- Task to complete -
Transcribe all of the material below word for word, leaving out the pictures.

- Source records -

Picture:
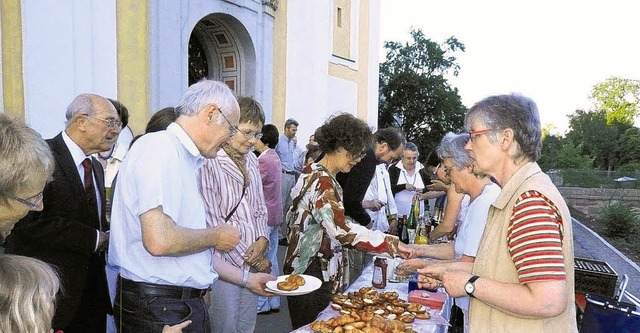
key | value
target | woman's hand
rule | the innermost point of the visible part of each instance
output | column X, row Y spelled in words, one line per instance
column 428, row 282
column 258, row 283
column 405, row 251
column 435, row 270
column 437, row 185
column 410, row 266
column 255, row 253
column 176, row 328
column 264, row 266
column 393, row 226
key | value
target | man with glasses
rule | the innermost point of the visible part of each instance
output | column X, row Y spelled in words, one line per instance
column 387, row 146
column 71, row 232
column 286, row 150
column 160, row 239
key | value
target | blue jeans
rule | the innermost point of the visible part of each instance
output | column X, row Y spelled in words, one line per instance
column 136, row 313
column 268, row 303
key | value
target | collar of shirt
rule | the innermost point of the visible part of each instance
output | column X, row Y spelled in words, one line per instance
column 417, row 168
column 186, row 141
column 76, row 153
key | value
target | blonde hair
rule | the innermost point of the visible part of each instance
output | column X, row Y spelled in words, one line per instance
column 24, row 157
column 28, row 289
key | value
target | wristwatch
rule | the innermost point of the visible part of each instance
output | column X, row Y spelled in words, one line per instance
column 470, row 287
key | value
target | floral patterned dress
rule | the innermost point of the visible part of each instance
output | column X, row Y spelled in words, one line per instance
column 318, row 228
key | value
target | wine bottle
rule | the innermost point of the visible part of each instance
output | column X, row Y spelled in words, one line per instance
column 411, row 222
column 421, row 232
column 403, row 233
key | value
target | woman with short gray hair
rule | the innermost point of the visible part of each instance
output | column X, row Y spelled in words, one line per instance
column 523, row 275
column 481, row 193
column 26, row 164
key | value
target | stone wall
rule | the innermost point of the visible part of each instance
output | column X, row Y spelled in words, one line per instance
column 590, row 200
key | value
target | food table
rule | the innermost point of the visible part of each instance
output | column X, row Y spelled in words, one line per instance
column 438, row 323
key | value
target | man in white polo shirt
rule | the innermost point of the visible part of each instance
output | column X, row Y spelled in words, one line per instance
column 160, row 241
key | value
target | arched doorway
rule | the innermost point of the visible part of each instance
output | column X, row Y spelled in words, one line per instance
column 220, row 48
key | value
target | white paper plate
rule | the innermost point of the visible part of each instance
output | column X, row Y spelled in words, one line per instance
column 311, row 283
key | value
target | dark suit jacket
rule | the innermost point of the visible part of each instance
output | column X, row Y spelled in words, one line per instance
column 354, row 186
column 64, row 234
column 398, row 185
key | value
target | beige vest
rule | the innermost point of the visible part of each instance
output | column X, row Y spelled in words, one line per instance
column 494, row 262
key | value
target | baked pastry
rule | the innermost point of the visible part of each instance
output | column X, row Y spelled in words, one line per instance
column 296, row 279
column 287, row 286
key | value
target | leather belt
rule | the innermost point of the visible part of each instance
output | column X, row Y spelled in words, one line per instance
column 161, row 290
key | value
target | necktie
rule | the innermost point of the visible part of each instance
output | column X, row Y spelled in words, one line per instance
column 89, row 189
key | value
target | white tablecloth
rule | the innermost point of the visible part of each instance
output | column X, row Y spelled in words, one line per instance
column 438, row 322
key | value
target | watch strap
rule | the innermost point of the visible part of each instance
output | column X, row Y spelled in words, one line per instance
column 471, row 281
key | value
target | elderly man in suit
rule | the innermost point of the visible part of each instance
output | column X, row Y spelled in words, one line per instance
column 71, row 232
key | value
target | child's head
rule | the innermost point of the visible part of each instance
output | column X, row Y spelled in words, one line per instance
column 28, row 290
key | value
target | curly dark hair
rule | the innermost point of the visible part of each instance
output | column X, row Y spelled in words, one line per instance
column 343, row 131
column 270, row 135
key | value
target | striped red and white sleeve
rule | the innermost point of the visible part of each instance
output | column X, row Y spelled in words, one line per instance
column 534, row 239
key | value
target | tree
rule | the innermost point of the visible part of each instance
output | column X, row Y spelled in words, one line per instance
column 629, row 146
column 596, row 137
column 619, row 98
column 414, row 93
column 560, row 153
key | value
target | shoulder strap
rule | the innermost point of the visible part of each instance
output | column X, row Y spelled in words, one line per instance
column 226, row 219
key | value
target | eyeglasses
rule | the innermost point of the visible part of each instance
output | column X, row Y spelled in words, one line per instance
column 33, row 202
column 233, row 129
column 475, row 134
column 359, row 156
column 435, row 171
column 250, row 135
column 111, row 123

- The answer -
Picture:
key | value
target | woman's hand
rule | the innermost point of the visible part of each instance
output | column X, row Y spelled in words, one line per instance
column 428, row 282
column 258, row 283
column 405, row 251
column 435, row 270
column 437, row 185
column 410, row 266
column 255, row 253
column 176, row 328
column 264, row 266
column 393, row 226
key | value
target | man with glasses
rule | the innermost point of the visible part of each instance
output | column X, row Y spelled in words, one line per instance
column 387, row 146
column 71, row 232
column 286, row 150
column 160, row 239
key | value
target | blue jeans
rule | the innermost point of the visible part of each instance
output | column X, row Y spelled in words, one line per instance
column 136, row 313
column 268, row 303
key | value
target | collar of shirt
rule | the innermost point of the visible part of each instance
output | column X, row Y spelled in words, one line per instance
column 417, row 168
column 186, row 141
column 76, row 153
key | value
target | blonde hair
rule | the innermost point of the visible part of each instance
output | column X, row Y spelled in words, one line per instance
column 24, row 157
column 28, row 289
key | value
target | wristwatch
rule | the innermost point of the visible part of each instance
output | column X, row Y spelled in words, one line per instance
column 470, row 287
key | value
target | floral patterned dress
rule | the innermost point of the visible part of each instance
output | column X, row Y spelled in words, one line per instance
column 318, row 228
key | value
target | wine bottle
rule | the innermost point of the visible part of each instance
output | column X, row Y spelled in words, one line per instance
column 411, row 222
column 421, row 232
column 403, row 233
key | value
target | woman with short gray hair
rule | the innermost point of the visible part of each instance
output | column X, row Y spelled in words, one line per instance
column 523, row 275
column 481, row 193
column 26, row 164
key | value
target | stone wall
rule | the innermost point of the visible part of each instance
output | column X, row Y spelled in words, one line per instance
column 590, row 200
key | value
target | food table
rule | the innermost point of the visible part of each instance
output | column X, row Y spelled in words, one line per instance
column 438, row 323
key | value
target | man in white polo shirt
rule | the innermost point of the visible part of each instance
output | column X, row Y spelled in words, one line per instance
column 160, row 241
key | value
target | arched doorway
rule | the innermost point of the visible part of each instance
output | column X, row Y spelled in words, one line per instance
column 220, row 48
key | value
target | white paper plate
rule | the innermost point of the visible part of each instance
output | column X, row Y spelled in words, one line per instance
column 311, row 283
key | value
target | dark suit jacket
rule | the innermost point of the visible part of each instance
output | column X, row Y spelled in words, one line per instance
column 354, row 186
column 64, row 234
column 398, row 185
key | value
target | beige vest
rule | the innermost point of the visible part of each instance
output | column X, row Y spelled in words, one line per instance
column 494, row 262
key | value
target | baked pastry
rule | the innermost point of the visible part of each instance
output | column X, row Y spelled in words, one line per instance
column 296, row 279
column 287, row 286
key | value
target | leather belt
rule | the innermost point of the visible part of each instance
output | column X, row Y spelled in words, one line per instance
column 161, row 290
key | value
target | necktie
rule | the innermost point of the visible part of each instance
output | column X, row Y spelled in words, one line per instance
column 89, row 189
key | value
target | white tablecloth
rule | the innermost point of the visible part of each instance
output | column X, row Y spelled in words, one line per instance
column 438, row 322
key | value
target | watch strap
rule | the innermost point of the visible part of each instance
output | column X, row Y spelled in words, one line per instance
column 471, row 281
key | value
target | elderly man in suit
rule | the innermost point of the visible part of each instance
output | column X, row Y spelled in words, one line per instance
column 71, row 232
key | value
target | child's head
rule | the innermost point of the visible part of each instance
output | column X, row Y spelled in words, one line per instance
column 28, row 290
key | value
target | curly dark hair
rule | the innermost point of the visible part of each instance
output | column X, row Y spelled in words, one line per instance
column 343, row 131
column 270, row 135
key | value
target | striped red and white sleeve
rule | the innermost point of the visible part of each instance
output | column X, row Y spelled in words, one line per instance
column 534, row 239
key | value
target | tree
rule | the innermost point of the visible part of each instance
output | column X, row Y spelled in words, one line per instance
column 629, row 146
column 596, row 137
column 619, row 98
column 414, row 93
column 560, row 153
key | value
target | shoulder strap
rule | the innermost point of the visible part of each instance
output | column X, row Y spelled in words, one line per instance
column 226, row 219
key | value
target | eyeglasses
rule | the innermost point of the visible part of each instance
output | column X, row Y spelled in words, one line per instance
column 33, row 202
column 233, row 129
column 475, row 134
column 359, row 156
column 435, row 171
column 250, row 135
column 111, row 123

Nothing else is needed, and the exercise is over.